-- START RECORDS SHOWN --

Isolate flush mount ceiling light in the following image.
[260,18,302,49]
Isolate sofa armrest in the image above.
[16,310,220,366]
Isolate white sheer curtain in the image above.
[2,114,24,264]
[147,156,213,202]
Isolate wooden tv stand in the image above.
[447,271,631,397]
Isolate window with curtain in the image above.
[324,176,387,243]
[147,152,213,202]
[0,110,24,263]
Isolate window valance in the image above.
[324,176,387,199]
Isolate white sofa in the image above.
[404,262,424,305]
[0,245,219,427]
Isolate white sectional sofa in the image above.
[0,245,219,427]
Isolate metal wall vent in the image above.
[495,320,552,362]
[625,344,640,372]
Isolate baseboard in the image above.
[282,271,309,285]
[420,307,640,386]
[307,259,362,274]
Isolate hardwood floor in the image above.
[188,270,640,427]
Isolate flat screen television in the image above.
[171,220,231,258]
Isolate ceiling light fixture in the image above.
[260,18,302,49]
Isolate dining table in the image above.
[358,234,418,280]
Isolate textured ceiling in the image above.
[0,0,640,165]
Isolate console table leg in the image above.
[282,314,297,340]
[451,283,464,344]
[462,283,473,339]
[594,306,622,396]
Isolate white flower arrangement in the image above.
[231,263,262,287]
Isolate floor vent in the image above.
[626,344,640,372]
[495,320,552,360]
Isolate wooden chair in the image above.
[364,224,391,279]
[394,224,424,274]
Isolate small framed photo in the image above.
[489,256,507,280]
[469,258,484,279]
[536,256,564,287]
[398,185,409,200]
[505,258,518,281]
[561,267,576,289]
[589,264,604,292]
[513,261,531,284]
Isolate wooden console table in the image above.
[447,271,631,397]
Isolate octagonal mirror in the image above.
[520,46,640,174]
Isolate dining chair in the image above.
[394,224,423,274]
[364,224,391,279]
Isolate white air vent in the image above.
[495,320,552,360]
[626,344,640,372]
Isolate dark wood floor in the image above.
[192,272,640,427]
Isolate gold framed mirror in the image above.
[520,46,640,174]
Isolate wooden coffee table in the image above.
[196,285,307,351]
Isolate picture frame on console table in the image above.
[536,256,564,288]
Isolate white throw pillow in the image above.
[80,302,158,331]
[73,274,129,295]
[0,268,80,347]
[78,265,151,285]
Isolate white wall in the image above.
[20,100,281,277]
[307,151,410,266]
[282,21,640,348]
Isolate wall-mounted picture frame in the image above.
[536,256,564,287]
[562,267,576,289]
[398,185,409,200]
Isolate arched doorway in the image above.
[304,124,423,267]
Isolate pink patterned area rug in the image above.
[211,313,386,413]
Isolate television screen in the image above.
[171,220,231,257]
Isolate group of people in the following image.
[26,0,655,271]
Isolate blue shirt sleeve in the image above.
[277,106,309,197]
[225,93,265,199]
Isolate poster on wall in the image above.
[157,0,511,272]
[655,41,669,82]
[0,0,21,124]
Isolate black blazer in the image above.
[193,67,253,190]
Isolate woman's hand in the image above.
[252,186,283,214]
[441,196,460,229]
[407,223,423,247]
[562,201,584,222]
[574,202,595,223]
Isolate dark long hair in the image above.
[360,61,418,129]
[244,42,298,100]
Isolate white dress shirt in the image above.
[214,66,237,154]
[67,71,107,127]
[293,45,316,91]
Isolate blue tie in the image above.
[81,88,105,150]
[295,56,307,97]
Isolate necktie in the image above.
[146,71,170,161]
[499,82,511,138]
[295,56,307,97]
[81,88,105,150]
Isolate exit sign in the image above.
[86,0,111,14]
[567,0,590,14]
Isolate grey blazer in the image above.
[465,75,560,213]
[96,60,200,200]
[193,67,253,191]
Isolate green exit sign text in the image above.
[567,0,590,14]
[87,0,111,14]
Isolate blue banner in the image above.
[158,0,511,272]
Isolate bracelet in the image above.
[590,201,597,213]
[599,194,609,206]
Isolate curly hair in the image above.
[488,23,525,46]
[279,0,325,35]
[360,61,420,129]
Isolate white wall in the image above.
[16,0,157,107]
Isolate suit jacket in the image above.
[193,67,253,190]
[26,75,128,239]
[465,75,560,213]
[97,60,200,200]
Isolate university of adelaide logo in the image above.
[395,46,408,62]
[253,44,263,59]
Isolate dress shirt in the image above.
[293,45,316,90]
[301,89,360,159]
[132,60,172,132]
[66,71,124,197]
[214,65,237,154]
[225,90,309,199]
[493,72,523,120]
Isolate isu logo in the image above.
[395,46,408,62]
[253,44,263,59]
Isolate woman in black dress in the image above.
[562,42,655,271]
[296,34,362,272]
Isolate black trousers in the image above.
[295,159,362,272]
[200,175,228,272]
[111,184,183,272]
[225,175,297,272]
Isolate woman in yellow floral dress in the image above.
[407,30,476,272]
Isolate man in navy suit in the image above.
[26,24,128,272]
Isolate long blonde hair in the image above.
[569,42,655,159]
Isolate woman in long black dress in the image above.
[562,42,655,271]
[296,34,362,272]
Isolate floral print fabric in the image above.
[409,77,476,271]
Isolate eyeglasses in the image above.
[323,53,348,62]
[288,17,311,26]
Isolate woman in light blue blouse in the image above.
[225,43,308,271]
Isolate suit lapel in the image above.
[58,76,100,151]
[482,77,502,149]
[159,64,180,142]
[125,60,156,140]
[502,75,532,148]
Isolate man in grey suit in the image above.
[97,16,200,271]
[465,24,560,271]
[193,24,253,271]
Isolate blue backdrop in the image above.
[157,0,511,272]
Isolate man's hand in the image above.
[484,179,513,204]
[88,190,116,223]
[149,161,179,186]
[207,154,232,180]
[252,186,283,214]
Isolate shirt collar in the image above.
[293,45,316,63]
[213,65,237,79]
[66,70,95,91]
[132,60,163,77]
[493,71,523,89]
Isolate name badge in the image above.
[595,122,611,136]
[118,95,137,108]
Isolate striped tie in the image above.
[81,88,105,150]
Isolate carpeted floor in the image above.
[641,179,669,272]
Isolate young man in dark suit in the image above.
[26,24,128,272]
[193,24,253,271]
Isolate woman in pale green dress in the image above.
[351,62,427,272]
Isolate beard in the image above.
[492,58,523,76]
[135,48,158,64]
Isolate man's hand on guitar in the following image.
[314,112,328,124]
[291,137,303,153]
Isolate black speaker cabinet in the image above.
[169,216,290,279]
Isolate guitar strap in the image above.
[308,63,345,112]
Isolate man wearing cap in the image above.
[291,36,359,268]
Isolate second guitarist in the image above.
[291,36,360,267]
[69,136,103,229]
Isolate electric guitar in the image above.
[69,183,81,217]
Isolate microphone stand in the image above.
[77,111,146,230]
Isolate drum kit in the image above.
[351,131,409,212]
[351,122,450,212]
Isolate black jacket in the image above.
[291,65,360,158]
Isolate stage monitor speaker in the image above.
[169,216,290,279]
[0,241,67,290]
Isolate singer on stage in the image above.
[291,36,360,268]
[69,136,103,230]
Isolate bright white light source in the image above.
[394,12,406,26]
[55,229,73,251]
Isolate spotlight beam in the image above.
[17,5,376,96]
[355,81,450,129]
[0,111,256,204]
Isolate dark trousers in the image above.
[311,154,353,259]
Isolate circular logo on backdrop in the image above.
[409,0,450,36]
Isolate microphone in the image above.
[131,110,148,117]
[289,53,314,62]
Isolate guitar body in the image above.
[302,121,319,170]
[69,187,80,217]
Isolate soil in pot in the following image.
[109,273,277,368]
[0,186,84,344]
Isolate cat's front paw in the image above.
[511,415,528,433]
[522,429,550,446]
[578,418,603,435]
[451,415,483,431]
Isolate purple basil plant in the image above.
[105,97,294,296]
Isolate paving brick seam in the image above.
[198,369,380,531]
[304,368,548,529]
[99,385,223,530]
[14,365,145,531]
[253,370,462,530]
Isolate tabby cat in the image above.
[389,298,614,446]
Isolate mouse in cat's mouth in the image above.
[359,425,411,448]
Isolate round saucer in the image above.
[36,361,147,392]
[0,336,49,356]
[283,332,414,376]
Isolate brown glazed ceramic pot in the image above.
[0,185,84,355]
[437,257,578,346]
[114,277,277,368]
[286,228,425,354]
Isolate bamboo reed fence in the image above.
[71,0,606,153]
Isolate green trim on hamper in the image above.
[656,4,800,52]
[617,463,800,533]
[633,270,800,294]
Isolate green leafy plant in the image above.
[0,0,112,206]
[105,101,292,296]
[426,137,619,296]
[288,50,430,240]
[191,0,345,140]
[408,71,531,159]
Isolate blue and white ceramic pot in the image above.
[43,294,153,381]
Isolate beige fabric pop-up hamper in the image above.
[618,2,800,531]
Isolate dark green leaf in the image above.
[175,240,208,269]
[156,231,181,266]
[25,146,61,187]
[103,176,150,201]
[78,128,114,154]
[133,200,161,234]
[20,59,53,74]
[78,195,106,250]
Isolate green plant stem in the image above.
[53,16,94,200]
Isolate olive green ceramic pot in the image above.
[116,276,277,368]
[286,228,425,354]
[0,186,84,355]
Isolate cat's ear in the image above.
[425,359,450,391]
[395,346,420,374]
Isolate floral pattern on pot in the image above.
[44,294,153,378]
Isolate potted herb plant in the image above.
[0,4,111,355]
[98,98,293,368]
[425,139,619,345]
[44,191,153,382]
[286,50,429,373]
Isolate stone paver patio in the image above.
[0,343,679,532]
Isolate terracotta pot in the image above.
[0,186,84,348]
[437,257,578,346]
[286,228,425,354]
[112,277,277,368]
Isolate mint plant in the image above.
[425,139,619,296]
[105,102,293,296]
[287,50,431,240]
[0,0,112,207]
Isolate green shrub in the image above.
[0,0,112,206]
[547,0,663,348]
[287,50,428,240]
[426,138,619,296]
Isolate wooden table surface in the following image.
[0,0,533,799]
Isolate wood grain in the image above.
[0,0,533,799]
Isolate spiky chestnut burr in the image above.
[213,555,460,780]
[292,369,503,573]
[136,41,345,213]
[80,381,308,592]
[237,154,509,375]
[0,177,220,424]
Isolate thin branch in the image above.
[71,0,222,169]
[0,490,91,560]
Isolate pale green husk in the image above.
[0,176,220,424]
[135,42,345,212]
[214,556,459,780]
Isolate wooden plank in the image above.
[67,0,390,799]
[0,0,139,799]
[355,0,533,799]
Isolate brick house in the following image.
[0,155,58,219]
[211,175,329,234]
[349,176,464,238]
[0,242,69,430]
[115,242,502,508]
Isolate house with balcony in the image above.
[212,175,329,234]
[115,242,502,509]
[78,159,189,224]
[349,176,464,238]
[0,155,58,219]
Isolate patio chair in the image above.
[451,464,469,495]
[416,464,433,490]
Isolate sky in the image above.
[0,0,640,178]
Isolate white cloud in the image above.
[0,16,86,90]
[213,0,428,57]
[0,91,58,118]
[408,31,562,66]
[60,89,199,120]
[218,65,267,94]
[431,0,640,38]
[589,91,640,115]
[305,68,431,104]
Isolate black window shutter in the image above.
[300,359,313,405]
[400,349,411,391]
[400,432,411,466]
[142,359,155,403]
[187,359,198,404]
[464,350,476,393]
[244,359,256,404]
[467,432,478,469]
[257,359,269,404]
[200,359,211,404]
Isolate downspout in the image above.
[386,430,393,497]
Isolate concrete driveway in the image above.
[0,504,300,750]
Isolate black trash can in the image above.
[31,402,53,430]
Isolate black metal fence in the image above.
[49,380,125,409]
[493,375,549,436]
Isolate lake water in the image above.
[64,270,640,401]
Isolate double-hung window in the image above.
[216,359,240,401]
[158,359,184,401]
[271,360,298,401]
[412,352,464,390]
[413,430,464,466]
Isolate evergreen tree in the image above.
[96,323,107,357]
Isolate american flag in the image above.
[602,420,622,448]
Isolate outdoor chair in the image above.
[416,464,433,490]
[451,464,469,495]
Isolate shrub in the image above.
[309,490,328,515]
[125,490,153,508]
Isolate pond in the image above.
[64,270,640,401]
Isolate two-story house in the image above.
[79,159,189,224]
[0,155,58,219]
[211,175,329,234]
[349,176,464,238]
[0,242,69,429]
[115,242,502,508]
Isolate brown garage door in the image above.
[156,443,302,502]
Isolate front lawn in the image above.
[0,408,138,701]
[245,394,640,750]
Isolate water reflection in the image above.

-- END RECORDS SHOWN --

SET TASK:
Set down the lines of the records above word for word, from the line with "Isolate black jacket in the image above." through the line with "[78,195,106,250]", including both of those lines.

THE COMPLETED TASK:
Isolate black jacket in the image above.
[291,65,360,158]
Isolate stage monitor speaker in the image above.
[169,216,290,279]
[0,241,67,290]
Isolate singer on stage in the image above.
[291,36,360,268]
[69,136,103,230]
Isolate bright white light source in the image above.
[394,12,406,26]
[55,229,73,251]
Isolate spotlight beam in the image above.
[17,5,376,96]
[355,81,450,129]
[0,111,256,204]
Isolate dark trousers in the image above.
[311,154,353,259]
Isolate circular logo on backdrop in the image above.
[409,0,450,36]
Isolate microphone in the image above.
[131,110,148,117]
[289,53,314,62]
Isolate guitar body in the image above.
[302,121,319,170]
[69,187,80,217]
Isolate soil in pot in the following image.
[109,273,277,368]
[0,186,84,344]
Isolate cat's front paw in the image above.
[511,415,528,433]
[522,429,550,446]
[578,418,603,435]
[451,415,483,431]
Isolate purple basil plant in the image above.
[105,97,294,296]
Isolate paving brick seam in the image above.
[198,369,380,531]
[304,368,548,529]
[99,385,223,530]
[14,365,145,531]
[253,370,462,530]
Isolate tabby cat in the image above.
[389,298,614,446]
Isolate mouse in cat's mouth in the image above.
[359,425,411,448]
Isolate round saucer in the image above.
[36,361,147,392]
[0,336,49,356]
[283,332,414,376]
Isolate brown glazed ceramic pot in the image above.
[0,185,84,355]
[437,257,578,346]
[114,277,277,368]
[286,228,425,354]
Isolate bamboo reed fence in the image above.
[71,0,606,153]
Isolate green trim on hamper in the image above.
[656,4,800,52]
[617,463,800,533]
[633,270,800,294]
Isolate green leafy plant in the image above.
[0,0,112,206]
[105,101,292,296]
[426,137,619,296]
[288,50,430,240]
[191,0,345,140]
[408,71,531,159]
Isolate blue and white ceramic pot in the image above.
[43,294,153,381]
Isolate beige fabric pop-up hamper in the image above.
[618,2,800,531]
Isolate dark green leaf in the image above.
[175,240,208,269]
[156,231,181,266]
[25,146,61,187]
[103,176,150,201]
[78,128,114,154]
[133,200,161,234]
[20,59,53,74]
[78,195,106,250]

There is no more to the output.